Start of RECORDS SUPPLIED

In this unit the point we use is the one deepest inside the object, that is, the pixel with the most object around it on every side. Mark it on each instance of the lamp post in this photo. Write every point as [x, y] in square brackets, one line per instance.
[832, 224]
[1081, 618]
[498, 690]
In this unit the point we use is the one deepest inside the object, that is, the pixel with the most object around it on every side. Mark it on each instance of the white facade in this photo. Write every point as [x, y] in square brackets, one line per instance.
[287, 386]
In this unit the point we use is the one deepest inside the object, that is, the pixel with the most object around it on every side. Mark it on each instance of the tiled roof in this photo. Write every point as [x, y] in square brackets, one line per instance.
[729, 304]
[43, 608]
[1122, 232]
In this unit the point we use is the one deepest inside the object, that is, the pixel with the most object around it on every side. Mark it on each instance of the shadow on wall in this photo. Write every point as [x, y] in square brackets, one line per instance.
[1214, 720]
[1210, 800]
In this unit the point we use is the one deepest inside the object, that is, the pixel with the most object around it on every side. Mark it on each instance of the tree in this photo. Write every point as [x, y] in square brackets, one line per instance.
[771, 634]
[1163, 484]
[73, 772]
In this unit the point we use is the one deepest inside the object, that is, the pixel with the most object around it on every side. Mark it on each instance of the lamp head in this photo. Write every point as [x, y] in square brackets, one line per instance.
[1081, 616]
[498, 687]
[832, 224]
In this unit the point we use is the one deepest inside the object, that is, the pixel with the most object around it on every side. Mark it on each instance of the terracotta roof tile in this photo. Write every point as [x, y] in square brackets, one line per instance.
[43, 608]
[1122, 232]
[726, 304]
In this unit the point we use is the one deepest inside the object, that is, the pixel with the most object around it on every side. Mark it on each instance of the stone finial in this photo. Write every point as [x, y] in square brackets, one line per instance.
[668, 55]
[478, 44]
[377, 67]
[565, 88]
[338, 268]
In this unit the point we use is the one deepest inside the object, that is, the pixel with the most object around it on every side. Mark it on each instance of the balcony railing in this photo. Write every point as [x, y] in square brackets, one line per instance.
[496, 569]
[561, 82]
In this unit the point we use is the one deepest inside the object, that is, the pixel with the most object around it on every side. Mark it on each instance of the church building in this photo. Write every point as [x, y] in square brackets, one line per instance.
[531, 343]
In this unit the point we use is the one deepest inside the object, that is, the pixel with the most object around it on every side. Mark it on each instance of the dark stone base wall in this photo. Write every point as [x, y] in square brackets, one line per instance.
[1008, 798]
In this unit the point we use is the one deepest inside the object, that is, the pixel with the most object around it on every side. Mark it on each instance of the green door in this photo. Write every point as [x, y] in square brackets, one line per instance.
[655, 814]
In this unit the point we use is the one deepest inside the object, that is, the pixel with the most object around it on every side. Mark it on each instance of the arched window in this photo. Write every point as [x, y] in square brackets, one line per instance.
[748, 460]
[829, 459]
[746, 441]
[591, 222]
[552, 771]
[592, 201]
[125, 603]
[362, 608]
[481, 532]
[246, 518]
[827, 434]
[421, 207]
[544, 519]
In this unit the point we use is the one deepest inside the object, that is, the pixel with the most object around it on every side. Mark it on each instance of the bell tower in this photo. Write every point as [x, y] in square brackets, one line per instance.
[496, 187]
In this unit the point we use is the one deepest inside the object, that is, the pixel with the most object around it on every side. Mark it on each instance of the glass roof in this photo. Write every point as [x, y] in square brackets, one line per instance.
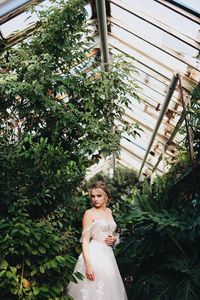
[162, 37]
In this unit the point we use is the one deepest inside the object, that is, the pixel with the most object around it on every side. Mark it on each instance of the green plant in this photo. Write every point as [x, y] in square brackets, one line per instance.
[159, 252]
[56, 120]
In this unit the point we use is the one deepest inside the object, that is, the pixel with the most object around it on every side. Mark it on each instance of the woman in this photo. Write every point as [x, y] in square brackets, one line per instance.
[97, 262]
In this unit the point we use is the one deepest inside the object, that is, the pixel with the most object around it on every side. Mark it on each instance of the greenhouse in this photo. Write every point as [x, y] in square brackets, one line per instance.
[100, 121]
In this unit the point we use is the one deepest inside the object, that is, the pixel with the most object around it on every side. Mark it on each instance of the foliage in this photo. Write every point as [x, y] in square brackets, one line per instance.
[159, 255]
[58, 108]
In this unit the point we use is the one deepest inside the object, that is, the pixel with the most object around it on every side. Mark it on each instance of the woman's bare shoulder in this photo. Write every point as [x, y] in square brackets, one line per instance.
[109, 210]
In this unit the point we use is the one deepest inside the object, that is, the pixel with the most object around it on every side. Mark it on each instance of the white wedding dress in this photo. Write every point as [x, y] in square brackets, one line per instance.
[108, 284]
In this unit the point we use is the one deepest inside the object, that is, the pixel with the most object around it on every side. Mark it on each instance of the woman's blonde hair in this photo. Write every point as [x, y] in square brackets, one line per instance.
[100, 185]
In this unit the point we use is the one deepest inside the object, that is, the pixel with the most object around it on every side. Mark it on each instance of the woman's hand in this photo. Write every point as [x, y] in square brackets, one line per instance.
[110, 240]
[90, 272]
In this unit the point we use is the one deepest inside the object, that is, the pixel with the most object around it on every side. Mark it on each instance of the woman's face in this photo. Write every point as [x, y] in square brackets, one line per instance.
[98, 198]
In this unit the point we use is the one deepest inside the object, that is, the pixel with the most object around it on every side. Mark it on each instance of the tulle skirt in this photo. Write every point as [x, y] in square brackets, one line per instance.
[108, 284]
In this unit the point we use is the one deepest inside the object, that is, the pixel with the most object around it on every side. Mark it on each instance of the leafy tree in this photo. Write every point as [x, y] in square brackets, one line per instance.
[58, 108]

End of RECORDS SUPPLIED
Start of RECORDS SUPPLIED

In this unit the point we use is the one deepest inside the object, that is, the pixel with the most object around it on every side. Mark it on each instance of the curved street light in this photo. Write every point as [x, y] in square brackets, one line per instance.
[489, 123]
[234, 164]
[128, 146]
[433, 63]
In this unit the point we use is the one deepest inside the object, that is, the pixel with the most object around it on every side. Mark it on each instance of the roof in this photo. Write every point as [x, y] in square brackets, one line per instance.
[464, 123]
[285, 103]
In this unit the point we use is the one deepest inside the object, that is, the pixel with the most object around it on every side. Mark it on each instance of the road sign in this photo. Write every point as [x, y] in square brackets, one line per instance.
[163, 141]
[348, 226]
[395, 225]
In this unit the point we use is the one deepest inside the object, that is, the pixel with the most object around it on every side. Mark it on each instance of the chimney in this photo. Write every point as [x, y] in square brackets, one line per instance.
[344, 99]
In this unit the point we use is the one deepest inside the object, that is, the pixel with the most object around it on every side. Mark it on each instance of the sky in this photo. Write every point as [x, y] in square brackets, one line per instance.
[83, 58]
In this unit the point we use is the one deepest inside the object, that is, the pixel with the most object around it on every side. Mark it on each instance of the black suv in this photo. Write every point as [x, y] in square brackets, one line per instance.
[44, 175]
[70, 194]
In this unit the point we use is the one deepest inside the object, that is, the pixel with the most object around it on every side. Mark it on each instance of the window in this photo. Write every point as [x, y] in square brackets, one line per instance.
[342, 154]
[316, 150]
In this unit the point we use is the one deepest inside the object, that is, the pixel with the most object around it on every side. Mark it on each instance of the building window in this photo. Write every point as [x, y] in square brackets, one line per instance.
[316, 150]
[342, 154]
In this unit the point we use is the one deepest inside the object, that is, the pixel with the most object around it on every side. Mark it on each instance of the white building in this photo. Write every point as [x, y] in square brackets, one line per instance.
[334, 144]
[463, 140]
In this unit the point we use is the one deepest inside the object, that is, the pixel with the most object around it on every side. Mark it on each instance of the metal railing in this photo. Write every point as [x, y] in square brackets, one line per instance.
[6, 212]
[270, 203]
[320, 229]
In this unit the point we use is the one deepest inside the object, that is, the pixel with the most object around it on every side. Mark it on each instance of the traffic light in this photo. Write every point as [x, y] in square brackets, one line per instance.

End of RECORDS SUPPLIED

- PROBLEM TO SOLVE:
Update the part that opens with the line containing "the lamp post" and closes with the line containing "[1081, 618]", putting "image" in place of "photo" and leaving everything else unchanged. Give only those lines.

- COMPLETED TASK:
In this unit the point we use is the one deepest inside the object, that is, the pixel with the most object around it on every side. Mark it on each instance of the lamp post in this image. Write every point as [x, y] in square brackets, one line per instance.
[832, 224]
[1081, 618]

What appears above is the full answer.